• _Study text_:
============================================================

NHLBI IN THE PRESS

Medicare patients from racial and ethnic minorities have worse access to care than whites, study finds

The expansion of health insurance has improved, but not quashed, disparities in access to and quality of care for Medicare patients who are from racial and ethnic minorities, according to an NHLBI-funded study published in the Journal of the American Medical Association (JAMA).

Even Blacks, Hispanics, Asian/Pacific Islanders, and Native Americans who enrolled in the Medicare Advantage program, which increased health care access and quality for all its members, had worse experiences and health outcomes than their white and multiracial counterparts.

The findings come from an observational cohort study of a nationally representative sample of 26,887 people in the Medicare Current Beneficiary Survey from 2015-18. The study looked at differences in program enrollment and measures of access and quality by race and ethnicity.

The research team compared Black, Hispanic, Native American and Asian/Pacific Islander to white or multiracial patients enrolled in Medicare Advantage versus traditional Medicare.

In the United States, health inequities are disproportionally concentrated within racial and ethnic communities, which commonly have reduced access to ambulatory or out-patient care. Patients who lack access to such care are more likely to experience preventable complications of health conditions, leading to higher rates of hospitalization and death.

============================================================

• _Data listing_:
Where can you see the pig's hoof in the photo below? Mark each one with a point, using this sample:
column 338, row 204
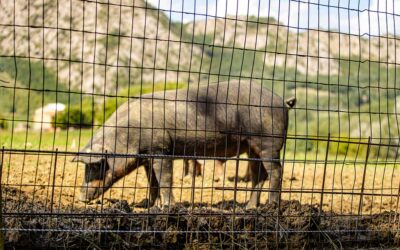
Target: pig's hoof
column 251, row 206
column 145, row 203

============================================================

• _Exercises to complete_:
- 1) According to the article on Medicare disparities, how many people were in the study's sample, and what years did the survey cover?
- 2) Rewrite the paragraph of the Medicare disparities article that begins "In the United States, health inequities" as a short bulleted list that keeps its main facts.

• _Written answers_:
- 1) 26,887 people, from 2015-18.

- 2)
- In the United States, health inequities are disproportionately concentrated in racial and ethnic communities.
- These communities commonly have reduced access to ambulatory or out-patient care.
- Patients without such care are more likely to have preventable complications of health conditions.
- This leads to higher rates of hospitalization and death.